SET PROBLEM -
Give everything from the line containing "Can you see the small" down to the end of these lines again, with "record" replaced by "note" and nothing else changed.

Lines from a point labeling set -
— START —
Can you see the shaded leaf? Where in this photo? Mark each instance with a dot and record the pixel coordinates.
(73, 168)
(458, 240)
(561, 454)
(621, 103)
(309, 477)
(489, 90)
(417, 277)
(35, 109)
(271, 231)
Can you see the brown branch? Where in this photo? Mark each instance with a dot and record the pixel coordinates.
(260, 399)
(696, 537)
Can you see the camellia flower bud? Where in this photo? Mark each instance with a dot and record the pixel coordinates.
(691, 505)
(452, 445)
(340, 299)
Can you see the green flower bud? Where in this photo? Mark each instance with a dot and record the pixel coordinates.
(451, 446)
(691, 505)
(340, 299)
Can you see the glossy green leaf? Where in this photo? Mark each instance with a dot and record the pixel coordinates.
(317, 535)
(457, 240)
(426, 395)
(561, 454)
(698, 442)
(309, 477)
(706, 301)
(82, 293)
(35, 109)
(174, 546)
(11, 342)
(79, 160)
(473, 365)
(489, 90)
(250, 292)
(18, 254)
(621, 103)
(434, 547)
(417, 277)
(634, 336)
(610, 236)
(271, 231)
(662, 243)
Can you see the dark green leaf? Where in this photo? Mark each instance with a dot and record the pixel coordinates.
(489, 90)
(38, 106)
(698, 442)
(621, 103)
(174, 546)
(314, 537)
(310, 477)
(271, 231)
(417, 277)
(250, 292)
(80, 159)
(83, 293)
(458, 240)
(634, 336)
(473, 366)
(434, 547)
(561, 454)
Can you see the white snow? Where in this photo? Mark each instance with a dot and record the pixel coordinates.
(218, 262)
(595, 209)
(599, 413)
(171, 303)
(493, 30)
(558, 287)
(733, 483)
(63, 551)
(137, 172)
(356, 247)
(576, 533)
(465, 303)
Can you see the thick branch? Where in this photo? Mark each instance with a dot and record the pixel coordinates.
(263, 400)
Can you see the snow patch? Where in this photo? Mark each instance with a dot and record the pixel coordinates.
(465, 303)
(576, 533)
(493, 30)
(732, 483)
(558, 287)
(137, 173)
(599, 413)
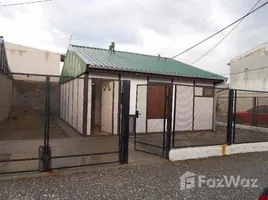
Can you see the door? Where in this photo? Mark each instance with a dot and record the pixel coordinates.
(150, 132)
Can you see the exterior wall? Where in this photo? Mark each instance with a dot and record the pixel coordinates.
(5, 96)
(24, 59)
(204, 109)
(72, 97)
(245, 100)
(98, 102)
(192, 113)
(253, 79)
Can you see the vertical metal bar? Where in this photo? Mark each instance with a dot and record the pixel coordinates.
(137, 115)
(174, 116)
(85, 104)
(146, 114)
(234, 115)
(164, 122)
(214, 114)
(125, 119)
(48, 110)
(113, 107)
(77, 108)
(230, 117)
(254, 114)
(169, 121)
(46, 114)
(119, 115)
(193, 106)
(257, 110)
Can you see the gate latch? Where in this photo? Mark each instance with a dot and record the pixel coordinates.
(137, 114)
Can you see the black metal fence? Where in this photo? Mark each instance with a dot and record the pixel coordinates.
(250, 116)
(151, 132)
(50, 124)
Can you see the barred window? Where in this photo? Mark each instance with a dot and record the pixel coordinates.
(156, 95)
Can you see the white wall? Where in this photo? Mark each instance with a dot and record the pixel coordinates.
(251, 80)
(134, 81)
(97, 101)
(72, 103)
(109, 106)
(24, 59)
(203, 116)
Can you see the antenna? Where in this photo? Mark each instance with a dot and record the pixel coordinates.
(71, 37)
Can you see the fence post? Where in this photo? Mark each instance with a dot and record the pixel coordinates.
(254, 114)
(169, 121)
(125, 122)
(234, 116)
(230, 117)
(45, 151)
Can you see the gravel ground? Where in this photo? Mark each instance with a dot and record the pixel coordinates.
(157, 181)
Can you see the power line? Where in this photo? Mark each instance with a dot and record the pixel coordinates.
(23, 3)
(264, 4)
(225, 35)
(195, 26)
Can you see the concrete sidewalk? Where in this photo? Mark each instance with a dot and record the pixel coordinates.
(153, 181)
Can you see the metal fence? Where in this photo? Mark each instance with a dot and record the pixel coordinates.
(250, 116)
(53, 123)
(153, 102)
(22, 128)
(195, 113)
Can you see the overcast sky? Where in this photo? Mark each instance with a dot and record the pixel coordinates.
(144, 26)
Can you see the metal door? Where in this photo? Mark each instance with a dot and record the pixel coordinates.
(152, 110)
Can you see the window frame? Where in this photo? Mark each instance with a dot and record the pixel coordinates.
(164, 111)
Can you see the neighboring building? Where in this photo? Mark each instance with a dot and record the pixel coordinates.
(249, 71)
(5, 83)
(23, 59)
(193, 91)
(245, 101)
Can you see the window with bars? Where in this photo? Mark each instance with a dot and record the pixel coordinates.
(156, 106)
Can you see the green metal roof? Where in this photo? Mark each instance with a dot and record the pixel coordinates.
(134, 62)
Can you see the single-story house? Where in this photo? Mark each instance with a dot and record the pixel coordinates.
(5, 82)
(94, 89)
(29, 60)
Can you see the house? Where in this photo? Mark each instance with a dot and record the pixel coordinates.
(5, 82)
(95, 86)
(246, 100)
(28, 60)
(249, 70)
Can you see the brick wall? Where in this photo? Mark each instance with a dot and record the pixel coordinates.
(30, 96)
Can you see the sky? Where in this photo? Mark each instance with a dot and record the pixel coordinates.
(142, 26)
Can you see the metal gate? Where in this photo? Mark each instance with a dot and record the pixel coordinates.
(153, 118)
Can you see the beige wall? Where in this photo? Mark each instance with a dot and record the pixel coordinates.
(5, 96)
(24, 59)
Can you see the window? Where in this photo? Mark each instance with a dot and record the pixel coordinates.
(156, 95)
(208, 92)
(262, 109)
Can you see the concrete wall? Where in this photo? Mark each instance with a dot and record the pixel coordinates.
(24, 59)
(243, 66)
(203, 108)
(109, 106)
(5, 96)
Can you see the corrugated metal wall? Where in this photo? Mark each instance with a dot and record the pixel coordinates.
(72, 103)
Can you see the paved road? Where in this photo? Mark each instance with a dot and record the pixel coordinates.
(158, 181)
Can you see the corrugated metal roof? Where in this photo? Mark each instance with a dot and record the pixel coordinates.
(126, 61)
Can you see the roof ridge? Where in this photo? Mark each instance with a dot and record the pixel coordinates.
(127, 52)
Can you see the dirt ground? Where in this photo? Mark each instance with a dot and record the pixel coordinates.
(204, 138)
(26, 124)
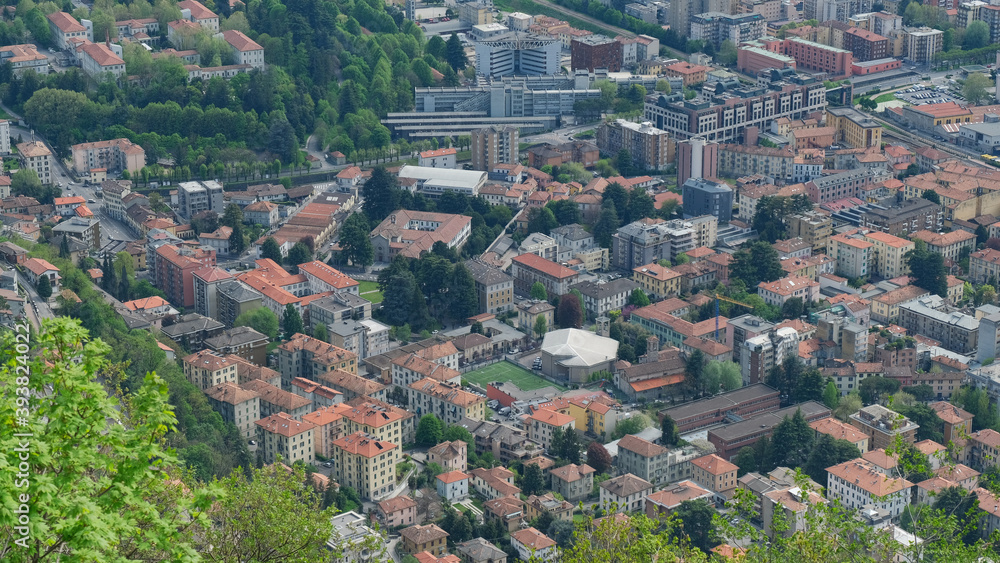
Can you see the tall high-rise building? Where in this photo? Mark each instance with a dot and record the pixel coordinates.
(494, 145)
(697, 158)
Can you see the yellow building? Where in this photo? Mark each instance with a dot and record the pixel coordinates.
(854, 128)
(889, 256)
(207, 369)
(368, 418)
(366, 464)
(656, 280)
(282, 435)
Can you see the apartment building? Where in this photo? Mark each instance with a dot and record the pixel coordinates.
(543, 422)
(494, 145)
(854, 129)
(282, 438)
(882, 425)
(494, 288)
(658, 281)
(35, 156)
(305, 356)
(366, 464)
(446, 400)
(931, 316)
(643, 459)
(948, 245)
(857, 483)
(625, 493)
(649, 146)
(727, 117)
(236, 405)
(207, 369)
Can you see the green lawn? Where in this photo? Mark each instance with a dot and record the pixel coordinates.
(506, 371)
(365, 286)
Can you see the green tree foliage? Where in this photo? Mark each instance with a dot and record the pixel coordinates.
(270, 250)
(282, 503)
(974, 89)
(538, 292)
(429, 431)
(263, 320)
(44, 287)
(977, 34)
(532, 482)
(380, 195)
(598, 457)
(931, 195)
(928, 268)
(758, 264)
(791, 442)
(111, 462)
(292, 322)
(722, 376)
(827, 452)
(569, 314)
(541, 326)
(632, 425)
(695, 518)
(831, 396)
(746, 461)
(877, 389)
(455, 53)
(671, 437)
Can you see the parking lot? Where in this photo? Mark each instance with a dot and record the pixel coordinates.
(920, 94)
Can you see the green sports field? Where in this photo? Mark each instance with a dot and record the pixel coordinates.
(506, 371)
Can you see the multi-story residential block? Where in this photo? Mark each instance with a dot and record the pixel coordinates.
(67, 32)
(854, 128)
(494, 145)
(889, 254)
(853, 255)
(174, 271)
(841, 431)
(625, 493)
(596, 51)
(494, 288)
(778, 292)
(86, 229)
(207, 369)
(199, 14)
(282, 436)
(305, 356)
(909, 217)
(726, 118)
(650, 147)
(366, 464)
(920, 44)
(658, 281)
(573, 482)
(530, 268)
(857, 483)
(115, 155)
(931, 316)
(715, 27)
(236, 405)
(233, 298)
(643, 459)
(35, 156)
(543, 422)
(883, 425)
(445, 400)
(246, 51)
(665, 502)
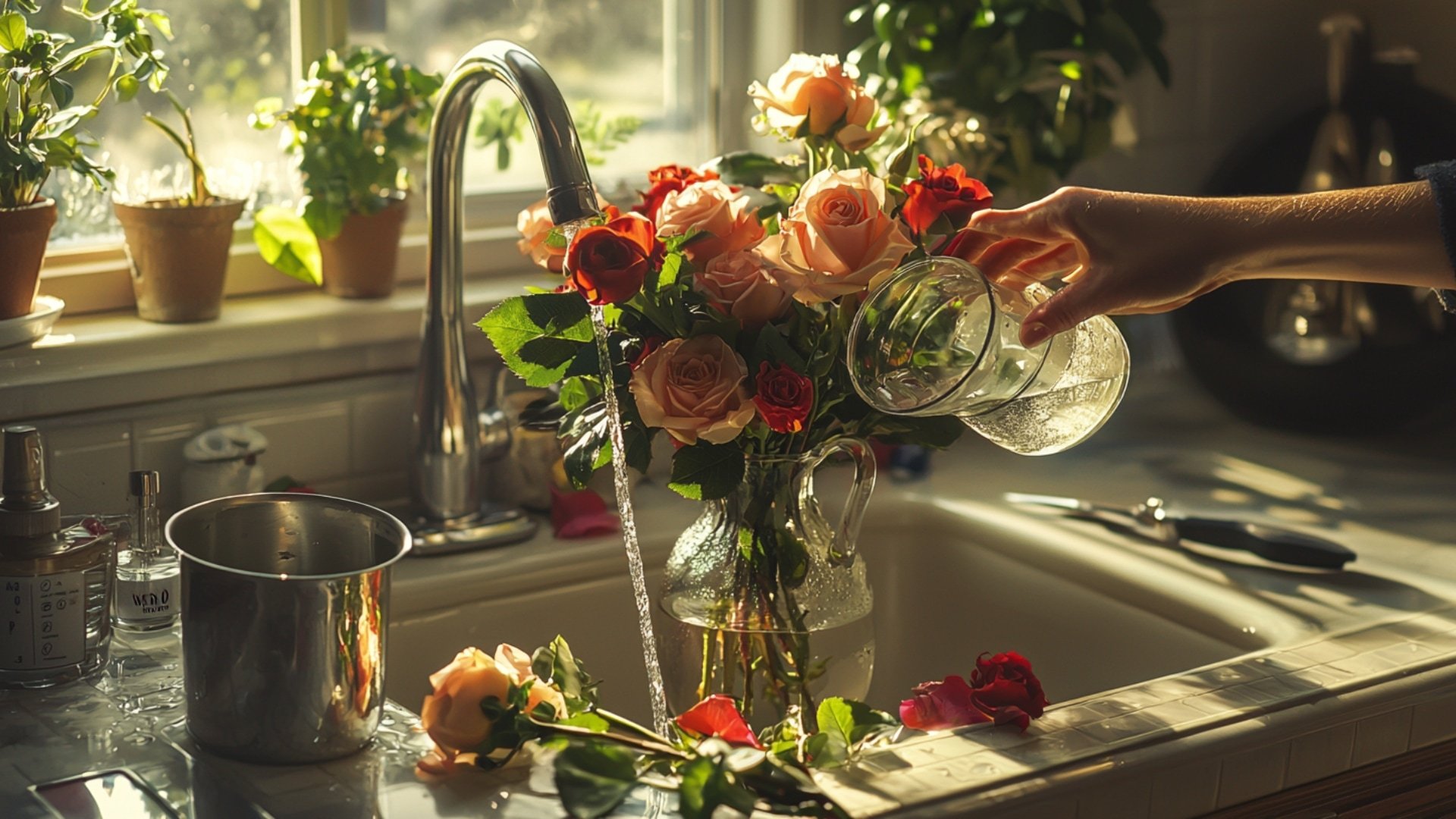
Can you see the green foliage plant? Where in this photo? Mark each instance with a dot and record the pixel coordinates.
(1017, 91)
(41, 118)
(354, 126)
(197, 193)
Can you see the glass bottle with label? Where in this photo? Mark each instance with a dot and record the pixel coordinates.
(147, 572)
(55, 583)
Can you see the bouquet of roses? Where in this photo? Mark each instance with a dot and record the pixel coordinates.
(730, 290)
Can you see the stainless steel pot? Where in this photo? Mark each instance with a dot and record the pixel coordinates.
(284, 611)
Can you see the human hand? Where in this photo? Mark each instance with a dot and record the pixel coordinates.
(1116, 254)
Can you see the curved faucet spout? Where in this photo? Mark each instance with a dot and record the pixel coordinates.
(446, 483)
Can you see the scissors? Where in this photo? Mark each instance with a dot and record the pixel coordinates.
(1152, 521)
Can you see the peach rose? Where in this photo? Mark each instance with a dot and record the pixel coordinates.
(836, 238)
(820, 96)
(742, 286)
(535, 226)
(693, 390)
(718, 218)
(452, 716)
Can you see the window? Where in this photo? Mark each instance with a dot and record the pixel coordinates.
(655, 60)
(623, 57)
(224, 57)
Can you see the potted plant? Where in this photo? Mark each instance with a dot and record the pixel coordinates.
(178, 246)
(354, 124)
(39, 121)
(1018, 91)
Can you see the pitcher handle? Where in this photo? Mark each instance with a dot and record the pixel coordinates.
(842, 551)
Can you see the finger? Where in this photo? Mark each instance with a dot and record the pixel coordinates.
(967, 243)
(1033, 222)
(1060, 260)
(1008, 254)
(1065, 309)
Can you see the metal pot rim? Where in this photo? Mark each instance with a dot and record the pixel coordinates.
(405, 538)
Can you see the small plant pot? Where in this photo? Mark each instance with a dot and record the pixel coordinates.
(178, 257)
(24, 235)
(360, 261)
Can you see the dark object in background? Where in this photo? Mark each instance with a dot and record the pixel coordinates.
(1401, 349)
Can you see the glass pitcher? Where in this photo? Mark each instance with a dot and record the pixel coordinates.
(940, 338)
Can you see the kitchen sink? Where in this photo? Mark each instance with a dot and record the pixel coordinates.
(951, 579)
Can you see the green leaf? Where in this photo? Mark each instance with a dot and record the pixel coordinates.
— END —
RESPONSE TO THE EXERCISE -
Can you see the small plant pot? Where in this photo? Mark each instance with a dot and note the pixel coordinates.
(178, 257)
(24, 235)
(360, 261)
Can you see the dark object in background? Where in this photo? Mark each instance with a dot and note the pixel coordinates.
(1401, 349)
Can you see the glass pitcher? Where in this photo? Mark each instance with a dot and note the pixel coordinates.
(940, 338)
Can you see the kitchen sink? Where in this photo? Mark each instance with a dot and note the pixel coordinates.
(951, 579)
Can you see the green leaf? Where in this photo? Mark each instance with a dot and note the pixel coordinates.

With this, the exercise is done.